### Metin pasajı
▼

Dairemizce ve öncesinde ... (Kapatılan) 16. Hukuk Dairesince istikrar bulan uygulama ile 3402 sayılı Kadastro Kanun'un ek. 4. maddesi uyarınca yapılan kullanım kadastrosu ya da güncelleme çalışmasının kesinleşmesi ve akabinde taşınmazın maliki olan Hazine tarafından 6292 sayılı Kanun uyarınca kullanıcısı ya da kullanıcısının muvafakati ile diğer kişilere satılması ve kişiler adına tapu kaydı oluşması halinde bu taşınmazlar hakkında kullanıcı şerhine yönelik olarak açılmış ya da açılacak davaların dinlenemeyeceği kabul edilmiştir.
Eldeki dosya kapsamına göre; davanın konusunu oluşturan ... İlçesi ... Mahallesi kadastro çalışma alanında bulunan 1661 ada 13 parsel sayılı taşınmazın tespitinin beyanlar hanesinde 6831 sayılı Kanun uyarınca Hazine adına orman sınırları dışına çıkarıldığı ve 20 yıldan beri ...’ın kullanımında olduğu belirtilerek belirtilerek 17.06.2010 tarihinde Hazine adına tespitinin yapıldığı, askı ilan süresi içinde itiraz edilmemesi nedeniyle 02.08.2010 tarihinde kesinleşerek tapu kaydının oluştuğu, davacılar ... ve ... Eraslan tarafından taşınmazın bir bölümünün kendi kullanımlarında olduğu iddiasıyla kullanıcı şerhine yönelik olarak 01.06.2011 tarihinde eldeki davanın açıldığı, yargılama sırasında 16.01.2014 tarihinde 6292 sayılı Kanun gereğince satışı yapıldığı belirtilerek malik olarak ... Belediyesi adına tapu kaydının oluştuğu, beyanlar hanesinde de yine davalı ...’ın adına tespitte oluşan kullanıcı şerhinin korunduğu anlaşılmaktadır.

▲

(Bir veri kaynağından alınan kayıtlar)
▼

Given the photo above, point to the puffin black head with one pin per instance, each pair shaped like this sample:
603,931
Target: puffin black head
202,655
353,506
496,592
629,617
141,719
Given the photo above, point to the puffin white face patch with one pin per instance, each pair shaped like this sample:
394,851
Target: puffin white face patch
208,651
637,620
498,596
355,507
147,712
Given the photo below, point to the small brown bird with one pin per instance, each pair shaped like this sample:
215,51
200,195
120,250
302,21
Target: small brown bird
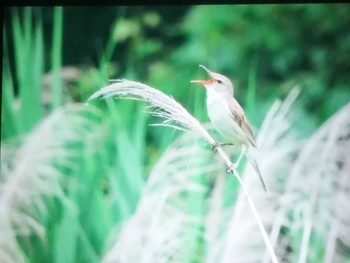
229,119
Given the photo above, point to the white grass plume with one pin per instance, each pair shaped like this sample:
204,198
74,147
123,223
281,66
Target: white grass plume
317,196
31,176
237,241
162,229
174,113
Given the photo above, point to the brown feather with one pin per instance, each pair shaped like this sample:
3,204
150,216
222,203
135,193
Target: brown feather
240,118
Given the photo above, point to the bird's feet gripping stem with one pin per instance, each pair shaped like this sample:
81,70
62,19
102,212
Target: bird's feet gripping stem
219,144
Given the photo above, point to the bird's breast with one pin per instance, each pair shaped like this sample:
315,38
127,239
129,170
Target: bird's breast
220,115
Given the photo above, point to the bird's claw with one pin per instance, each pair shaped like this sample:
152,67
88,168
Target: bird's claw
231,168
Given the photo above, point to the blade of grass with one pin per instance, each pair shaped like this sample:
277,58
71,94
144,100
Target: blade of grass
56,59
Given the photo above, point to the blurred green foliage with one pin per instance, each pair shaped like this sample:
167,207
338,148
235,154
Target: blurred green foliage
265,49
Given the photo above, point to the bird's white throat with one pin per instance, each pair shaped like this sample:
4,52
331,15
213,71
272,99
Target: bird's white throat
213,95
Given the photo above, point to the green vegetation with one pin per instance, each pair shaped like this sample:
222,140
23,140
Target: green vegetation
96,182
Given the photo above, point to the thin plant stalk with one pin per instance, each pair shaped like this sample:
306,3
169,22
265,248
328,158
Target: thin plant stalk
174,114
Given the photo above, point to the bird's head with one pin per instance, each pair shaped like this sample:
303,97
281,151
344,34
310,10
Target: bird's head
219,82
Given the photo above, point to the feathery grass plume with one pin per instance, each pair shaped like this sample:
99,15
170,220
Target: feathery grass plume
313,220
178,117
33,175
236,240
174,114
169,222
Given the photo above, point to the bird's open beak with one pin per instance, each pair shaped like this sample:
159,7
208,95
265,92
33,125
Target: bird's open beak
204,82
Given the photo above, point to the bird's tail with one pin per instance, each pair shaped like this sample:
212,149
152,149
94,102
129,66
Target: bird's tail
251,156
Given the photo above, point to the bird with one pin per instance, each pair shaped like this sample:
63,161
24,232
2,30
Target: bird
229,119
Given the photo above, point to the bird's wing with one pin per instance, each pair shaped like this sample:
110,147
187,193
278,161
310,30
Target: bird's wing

▲
▼

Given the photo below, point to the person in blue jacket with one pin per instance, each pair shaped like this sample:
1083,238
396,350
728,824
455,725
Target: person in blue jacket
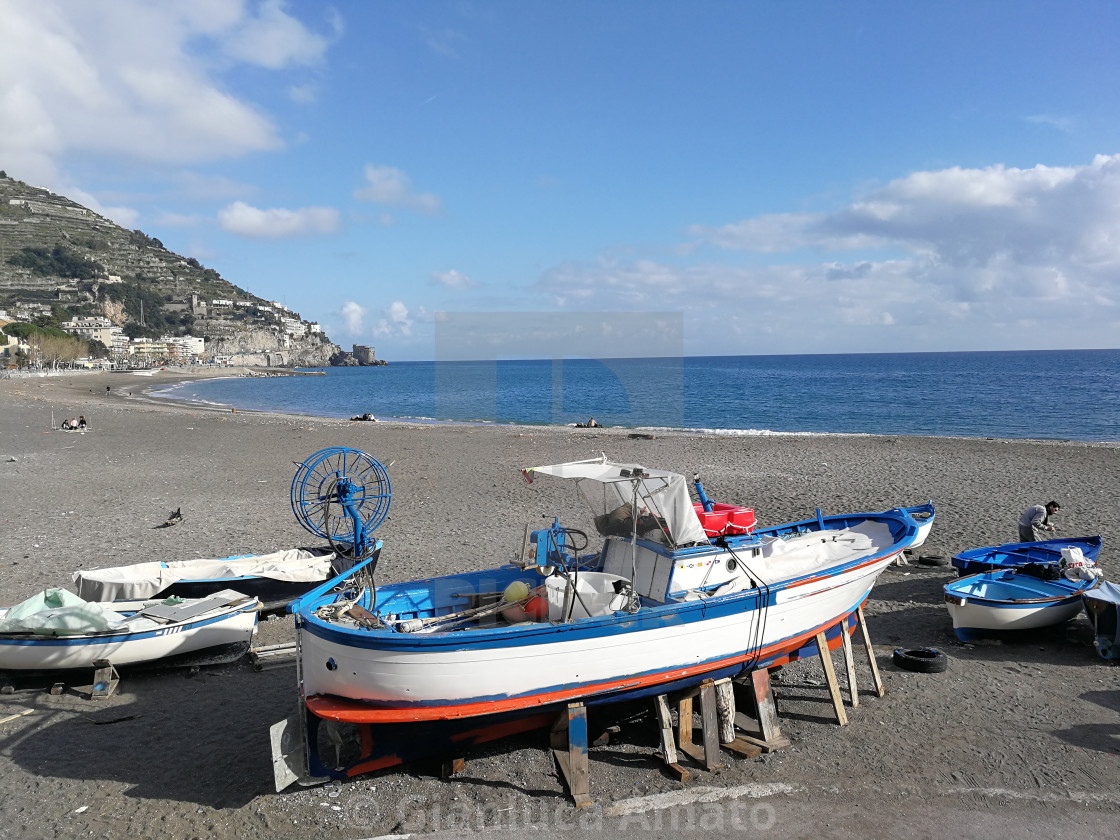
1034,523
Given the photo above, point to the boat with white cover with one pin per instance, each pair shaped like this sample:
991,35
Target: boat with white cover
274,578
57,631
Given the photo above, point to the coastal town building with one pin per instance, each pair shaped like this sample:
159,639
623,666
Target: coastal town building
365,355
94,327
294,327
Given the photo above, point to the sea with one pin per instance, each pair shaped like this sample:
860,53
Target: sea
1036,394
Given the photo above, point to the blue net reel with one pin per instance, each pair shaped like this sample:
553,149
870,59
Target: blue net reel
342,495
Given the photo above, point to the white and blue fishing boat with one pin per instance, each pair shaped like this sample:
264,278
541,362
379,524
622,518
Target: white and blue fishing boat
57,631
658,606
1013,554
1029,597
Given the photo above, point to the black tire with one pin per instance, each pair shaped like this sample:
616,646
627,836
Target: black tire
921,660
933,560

▲

### Alıştırma
Kadastro metninin "Dairemizce ve öncesinde" ile başlayıp "dinlenemeyeceği kabul edilmiştir." ifadesine kadar süren bölümünü, "Hazine" yerine "Devlet" koyarak yeniden yazın. Öğelerin bu alıştırmada hiçbir işlevi yoktur.

### Yanıt
Dairemizce ve öncesinde ... (Kapatılan) 16. Hukuk Dairesince istikrar bulan uygulama ile 3402 sayılı Kadastro Kanun'un ek. 4. maddesi uyarınca yapılan kullanım kadastrosu ya da güncelleme çalışmasının kesinleşmesi ve akabinde taşınmazın maliki olan Devlet tarafından 6292 sayılı Kanun uyarınca kullanıcısı ya da kullanıcısının muvafakati ile diğer kişilere satılması ve kişiler adına tapu kaydı oluşması halinde bu taşınmazlar hakkında kullanıcı şerhine yönelik olarak açılmış ya da açılacak davaların dinlenemeyeceği kabul edilmiştir.